**DATASET:**
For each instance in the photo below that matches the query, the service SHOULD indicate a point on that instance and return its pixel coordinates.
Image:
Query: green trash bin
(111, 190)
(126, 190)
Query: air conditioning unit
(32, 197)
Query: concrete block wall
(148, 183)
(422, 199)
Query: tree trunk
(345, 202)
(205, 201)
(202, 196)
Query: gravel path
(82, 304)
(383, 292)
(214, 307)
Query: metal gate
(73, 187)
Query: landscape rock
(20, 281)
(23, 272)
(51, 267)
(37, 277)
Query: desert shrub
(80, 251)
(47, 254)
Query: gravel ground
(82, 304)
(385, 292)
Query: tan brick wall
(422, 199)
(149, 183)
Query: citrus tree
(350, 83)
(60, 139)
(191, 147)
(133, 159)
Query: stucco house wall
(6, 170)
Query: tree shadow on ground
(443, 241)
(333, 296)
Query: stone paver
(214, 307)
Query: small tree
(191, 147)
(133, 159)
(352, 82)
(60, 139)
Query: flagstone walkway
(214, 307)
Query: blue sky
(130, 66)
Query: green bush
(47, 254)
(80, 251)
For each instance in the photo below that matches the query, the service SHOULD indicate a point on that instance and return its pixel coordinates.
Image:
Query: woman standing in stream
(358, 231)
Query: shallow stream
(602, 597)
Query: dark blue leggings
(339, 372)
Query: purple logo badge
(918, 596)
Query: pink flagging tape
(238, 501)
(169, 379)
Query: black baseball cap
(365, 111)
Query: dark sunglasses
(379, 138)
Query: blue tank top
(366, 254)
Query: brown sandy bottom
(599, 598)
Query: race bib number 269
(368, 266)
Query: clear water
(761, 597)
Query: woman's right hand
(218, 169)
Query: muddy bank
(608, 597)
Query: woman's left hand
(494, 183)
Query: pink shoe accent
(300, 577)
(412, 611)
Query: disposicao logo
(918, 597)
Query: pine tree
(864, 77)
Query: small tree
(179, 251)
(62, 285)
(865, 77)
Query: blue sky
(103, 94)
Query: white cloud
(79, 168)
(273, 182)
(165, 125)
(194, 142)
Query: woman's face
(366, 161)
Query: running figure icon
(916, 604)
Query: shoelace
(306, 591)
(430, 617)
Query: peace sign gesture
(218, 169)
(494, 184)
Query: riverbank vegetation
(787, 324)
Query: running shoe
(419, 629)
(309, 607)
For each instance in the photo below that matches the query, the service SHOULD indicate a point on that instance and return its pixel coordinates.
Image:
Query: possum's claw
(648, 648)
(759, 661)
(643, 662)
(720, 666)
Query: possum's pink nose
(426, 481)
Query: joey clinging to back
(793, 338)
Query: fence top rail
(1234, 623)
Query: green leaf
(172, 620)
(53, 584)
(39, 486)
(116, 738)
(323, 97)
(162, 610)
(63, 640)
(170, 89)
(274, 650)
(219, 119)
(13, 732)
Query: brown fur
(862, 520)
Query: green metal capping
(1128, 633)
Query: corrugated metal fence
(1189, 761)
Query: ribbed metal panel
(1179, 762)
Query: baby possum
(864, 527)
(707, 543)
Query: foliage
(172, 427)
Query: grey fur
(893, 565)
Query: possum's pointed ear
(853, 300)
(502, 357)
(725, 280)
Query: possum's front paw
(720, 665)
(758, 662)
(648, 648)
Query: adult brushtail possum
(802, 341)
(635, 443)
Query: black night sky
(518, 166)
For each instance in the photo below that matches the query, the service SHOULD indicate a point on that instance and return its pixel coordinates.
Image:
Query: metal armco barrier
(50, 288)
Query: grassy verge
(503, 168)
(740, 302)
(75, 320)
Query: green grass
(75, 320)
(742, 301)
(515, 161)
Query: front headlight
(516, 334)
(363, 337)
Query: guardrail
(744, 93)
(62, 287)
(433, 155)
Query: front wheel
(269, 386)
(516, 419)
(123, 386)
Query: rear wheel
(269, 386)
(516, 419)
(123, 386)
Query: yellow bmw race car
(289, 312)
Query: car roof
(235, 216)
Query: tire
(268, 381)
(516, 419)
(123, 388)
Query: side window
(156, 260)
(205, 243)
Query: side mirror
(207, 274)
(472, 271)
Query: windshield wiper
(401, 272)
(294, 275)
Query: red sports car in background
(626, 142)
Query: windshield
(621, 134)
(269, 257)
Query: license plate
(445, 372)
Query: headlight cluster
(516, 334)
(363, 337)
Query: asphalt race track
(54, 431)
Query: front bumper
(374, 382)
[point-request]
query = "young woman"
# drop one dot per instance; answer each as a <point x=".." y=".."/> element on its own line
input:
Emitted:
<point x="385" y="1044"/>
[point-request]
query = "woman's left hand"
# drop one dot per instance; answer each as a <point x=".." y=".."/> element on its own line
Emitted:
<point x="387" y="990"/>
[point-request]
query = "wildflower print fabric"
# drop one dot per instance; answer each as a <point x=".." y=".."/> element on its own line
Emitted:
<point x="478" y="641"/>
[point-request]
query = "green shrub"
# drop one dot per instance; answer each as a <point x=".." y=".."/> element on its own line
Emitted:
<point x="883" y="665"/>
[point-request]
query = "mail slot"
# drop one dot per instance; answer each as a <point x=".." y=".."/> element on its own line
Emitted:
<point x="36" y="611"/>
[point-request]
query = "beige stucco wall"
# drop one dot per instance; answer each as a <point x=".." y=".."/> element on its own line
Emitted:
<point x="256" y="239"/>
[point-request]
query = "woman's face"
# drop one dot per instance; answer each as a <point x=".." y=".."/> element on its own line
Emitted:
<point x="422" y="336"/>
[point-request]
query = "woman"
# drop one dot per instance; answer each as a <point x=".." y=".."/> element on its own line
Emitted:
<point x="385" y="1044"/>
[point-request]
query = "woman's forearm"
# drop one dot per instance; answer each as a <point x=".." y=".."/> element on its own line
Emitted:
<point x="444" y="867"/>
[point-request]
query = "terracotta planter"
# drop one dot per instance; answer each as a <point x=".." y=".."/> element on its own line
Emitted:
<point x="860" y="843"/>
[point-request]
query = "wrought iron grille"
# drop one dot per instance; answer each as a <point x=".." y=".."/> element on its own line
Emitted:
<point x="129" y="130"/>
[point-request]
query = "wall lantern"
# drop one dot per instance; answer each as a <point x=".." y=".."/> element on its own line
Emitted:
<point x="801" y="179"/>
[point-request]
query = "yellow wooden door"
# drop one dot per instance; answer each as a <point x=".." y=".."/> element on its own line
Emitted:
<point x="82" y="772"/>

**PROBLEM DESCRIPTION:** Repeat the entries shown above, every one, word for word.

**CORRECT ANSWER:**
For each instance in the photo below that matches the query, the service SHOULD indicate a point on that instance and return its pixel coordinates.
Image:
Query: green trash bin
(111, 190)
(126, 190)
Query: air conditioning unit
(32, 197)
Query: concrete block wall
(148, 183)
(422, 199)
Query: tree trunk
(345, 202)
(205, 201)
(202, 196)
Query: gravel path
(82, 304)
(383, 292)
(214, 307)
Query: metal gate
(73, 187)
Query: landscape rock
(20, 281)
(23, 272)
(51, 267)
(37, 277)
Query: desert shrub
(80, 251)
(47, 254)
Query: gravel ground
(82, 304)
(385, 292)
Query: tan brick wall
(422, 199)
(149, 183)
Query: citrus tree
(350, 83)
(60, 139)
(191, 147)
(133, 159)
Query: stucco house wall
(6, 170)
Query: tree shadow on ground
(443, 241)
(333, 296)
Query: stone paver
(214, 307)
Query: small tree
(191, 147)
(133, 159)
(352, 82)
(60, 139)
Query: flagstone walkway
(214, 307)
Query: blue sky
(130, 66)
Query: green bush
(47, 254)
(80, 251)
For each instance in the photo below that matches the query, the service SHOULD indicate a point on that instance and return its pixel coordinates.
Image:
Query: woman standing in stream
(358, 231)
Query: shallow stream
(602, 597)
Query: dark blue leggings
(339, 372)
Query: purple logo badge
(918, 596)
Query: pink flagging tape
(238, 501)
(169, 379)
Query: black baseball cap
(365, 111)
Query: dark sunglasses
(379, 138)
Query: blue tank top
(366, 254)
Query: brown sandy bottom
(599, 598)
Query: race bib number 269
(368, 266)
Query: clear water
(761, 597)
Query: woman's right hand
(218, 169)
Query: muddy bank
(608, 597)
Query: woman's left hand
(494, 183)
Query: pink shoe accent
(300, 577)
(412, 611)
Query: disposicao logo
(918, 597)
Query: pine tree
(864, 77)
Query: small tree
(179, 251)
(62, 285)
(865, 77)
Query: blue sky
(103, 94)
Query: white cloud
(79, 168)
(273, 182)
(165, 125)
(194, 142)
Query: woman's face
(366, 161)
Query: running figure icon
(916, 604)
Query: shoelace
(306, 591)
(430, 617)
Query: peace sign gesture
(218, 169)
(494, 184)
Query: riverbank vegetation
(787, 324)
Query: running shoe
(419, 629)
(309, 607)
For each instance in the photo below that matches the query, the service SHOULD indicate a point on that instance and return its pixel coordinates.
Image:
Query: possum's claw
(648, 648)
(759, 661)
(643, 662)
(720, 666)
Query: possum's pink nose
(426, 481)
Query: joey clinging to back
(793, 338)
Query: fence top rail
(1234, 623)
Query: green leaf
(172, 620)
(53, 584)
(39, 486)
(116, 738)
(323, 97)
(162, 610)
(63, 640)
(170, 89)
(274, 650)
(219, 119)
(13, 732)
Query: brown fur
(862, 520)
Query: green metal capping
(1128, 633)
Query: corrugated metal fence
(1189, 761)
Query: ribbed metal panel
(1179, 762)
Query: baby possum
(864, 527)
(707, 543)
Query: foliage
(172, 427)
Query: grey fur
(893, 565)
Query: possum's pointed ear
(853, 300)
(502, 357)
(725, 280)
Query: possum's front paw
(720, 665)
(758, 662)
(648, 648)
Query: adult brushtail possum
(802, 341)
(635, 443)
Query: black night sky
(518, 166)
For each instance in the photo below that matches the query, the service SHOULD indicate a point on that instance and return its pixel coordinates.
Image:
Query: metal armco barrier
(50, 288)
Query: grassy verge
(503, 168)
(740, 302)
(75, 320)
Query: green grass
(75, 320)
(742, 301)
(515, 161)
Query: front headlight
(516, 334)
(363, 337)
Query: guardrail
(744, 93)
(62, 287)
(433, 155)
Query: front wheel
(269, 386)
(516, 419)
(123, 386)
Query: rear wheel
(269, 386)
(516, 419)
(123, 386)
Query: yellow bmw race car
(289, 312)
Query: car roof
(235, 216)
Query: tire
(268, 381)
(516, 419)
(123, 388)
Query: side window
(156, 260)
(205, 243)
Query: side mirror
(207, 274)
(472, 271)
Query: windshield wiper
(401, 272)
(294, 275)
Query: red sports car in background
(626, 142)
Query: windshield
(621, 134)
(269, 257)
Query: license plate
(445, 372)
Query: headlight cluster
(516, 334)
(363, 337)
Query: asphalt race track
(54, 431)
Query: front bumper
(374, 382)
[point-request]
query = "young woman"
# drop one dot per instance; answer each as a <point x=".." y=".."/> element on its own line
input:
Emitted:
<point x="385" y="1044"/>
[point-request]
query = "woman's left hand"
# drop one dot per instance; answer each as a <point x=".." y=".."/> element on its own line
Emitted:
<point x="387" y="990"/>
[point-request]
query = "wildflower print fabric"
# drop one dot per instance; answer each as a <point x=".." y=".."/> element on its own line
Emitted:
<point x="478" y="641"/>
[point-request]
query = "green shrub"
# drop one dot per instance; answer each as a <point x=".." y=".."/> element on its own line
Emitted:
<point x="883" y="665"/>
[point-request]
query = "mail slot"
# drop one dot per instance; answer each as a <point x=".." y=".."/> element on its own line
Emitted:
<point x="36" y="611"/>
[point-request]
query = "beige stucco wall"
# drop one dot per instance; answer each as a <point x=".." y=".."/> element on its own line
Emitted:
<point x="256" y="239"/>
[point-request]
query = "woman's face"
# drop one dot per instance; answer each as a <point x=".." y=".."/> element on its own line
Emitted:
<point x="422" y="336"/>
[point-request]
query = "woman"
# drop one dot per instance; answer each as a <point x=".." y=".."/> element on its own line
Emitted:
<point x="385" y="1044"/>
[point-request]
query = "woman's forearm"
# drop one dot per instance; answer each as a <point x=".." y=".."/> element on its own line
Emitted:
<point x="444" y="867"/>
[point-request]
query = "terracotta planter"
# drop one dot per instance; answer each as a <point x=".." y=".."/> element on its own line
Emitted:
<point x="860" y="843"/>
[point-request]
query = "wrought iron grille"
# drop one dot per instance; answer each as a <point x=".." y=".."/> element on its own line
Emitted:
<point x="129" y="130"/>
[point-request]
query = "wall lantern"
# drop one dot per instance; answer each as a <point x=".." y=".."/> element on its own line
Emitted:
<point x="801" y="179"/>
[point-request]
query = "yellow wooden door"
# drop one dot per instance; answer each as a <point x=".." y=".."/> element on its own line
Emitted:
<point x="82" y="772"/>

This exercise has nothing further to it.